◆ LIST OF TASKS:
1/ In the post, repeat the text from "I know that" up to and including "last snow fall.", swapping "Online teaching" for "Remote work".
2/ According to the post, what has been the writer's biggest takeaway from the last year?

◆ PASSAGE:
-- Opening Marker --
I know that I haven't been posting much in the way of updates lately, and that's mostly because there isn't much to report. Online teaching is what it is, it's cold, and there isn't much happening in my personal life. Well, there's some things, but nothing really to share. However, I have gotten pensive in reflecting on how far my mental health journey has taken me in the past year. Before we get into that, here's some pictures from our last snow fall.
It was another winter wonderland type of snow. Big, fluffy flakes gently coming down.Snow in the time of Corona.
I think my biggest take away from the last year has been how important it is to be honest with myself. I wasn't able to heal because I kept telling myself that I wasn't hurt. Starting to date again was... brutal. I was forced to really look at how I interacted with the opposite sex, face some of the reasons why I thought the way I did, and realize that if I continued to do what I've always done (recluse and resign myself to a lonely existence) I would never really grow. The circumstances that led to this were... harsh. A lot of shattered illusions and heartache. I thought I was broken, but really I was hurting. I ended up torn down to the very heart of my wounds before I was able to start actually healing. I think unwrapping all of that ended up hurting worse than the original wounds had been. I can't say for sure since I was denying so much anyway, but I think it's fair to say.
-- Closing Marker --
◆ DATA:
-- Opening Marker --
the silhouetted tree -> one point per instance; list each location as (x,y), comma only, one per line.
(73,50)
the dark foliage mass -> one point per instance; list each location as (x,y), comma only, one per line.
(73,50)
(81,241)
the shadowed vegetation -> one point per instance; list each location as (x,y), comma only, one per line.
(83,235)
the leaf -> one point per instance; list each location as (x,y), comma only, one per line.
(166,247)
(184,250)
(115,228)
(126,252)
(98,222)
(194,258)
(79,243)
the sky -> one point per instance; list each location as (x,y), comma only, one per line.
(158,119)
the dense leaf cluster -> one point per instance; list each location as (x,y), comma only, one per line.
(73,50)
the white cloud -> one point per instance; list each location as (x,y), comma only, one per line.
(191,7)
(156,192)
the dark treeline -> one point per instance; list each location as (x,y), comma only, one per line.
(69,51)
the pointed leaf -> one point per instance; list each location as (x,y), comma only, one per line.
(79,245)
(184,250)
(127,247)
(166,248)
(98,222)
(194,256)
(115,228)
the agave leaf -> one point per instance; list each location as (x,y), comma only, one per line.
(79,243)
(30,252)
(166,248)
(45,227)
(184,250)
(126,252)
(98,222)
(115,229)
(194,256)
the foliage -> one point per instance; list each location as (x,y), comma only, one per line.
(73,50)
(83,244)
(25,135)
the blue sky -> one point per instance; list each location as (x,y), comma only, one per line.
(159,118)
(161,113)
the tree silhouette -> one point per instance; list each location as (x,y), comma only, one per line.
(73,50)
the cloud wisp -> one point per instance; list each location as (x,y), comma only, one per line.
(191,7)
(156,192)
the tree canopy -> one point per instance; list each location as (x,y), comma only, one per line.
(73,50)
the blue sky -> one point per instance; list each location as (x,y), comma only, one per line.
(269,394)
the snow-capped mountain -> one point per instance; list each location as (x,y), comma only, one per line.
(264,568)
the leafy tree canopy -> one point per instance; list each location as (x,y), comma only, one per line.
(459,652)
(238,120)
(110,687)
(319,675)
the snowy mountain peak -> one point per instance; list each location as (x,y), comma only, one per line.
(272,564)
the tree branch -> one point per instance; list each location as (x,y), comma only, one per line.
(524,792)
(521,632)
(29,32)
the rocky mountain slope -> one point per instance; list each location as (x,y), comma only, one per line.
-- Closing Marker --
◆ WRITTEN RESPONSES:
1/
I know that I haven't been posting much in the way of updates lately, and that's mostly because there isn't much to report. Remote work is what it is, it's cold, and there isn't much happening in my personal life. Well, there's some things, but nothing really to share. However, I have gotten pensive in reflecting on how far my mental health journey has taken me in the past year. Before we get into that, here's some pictures from our last snow fall.

2/ How important it is to be honest with oneself.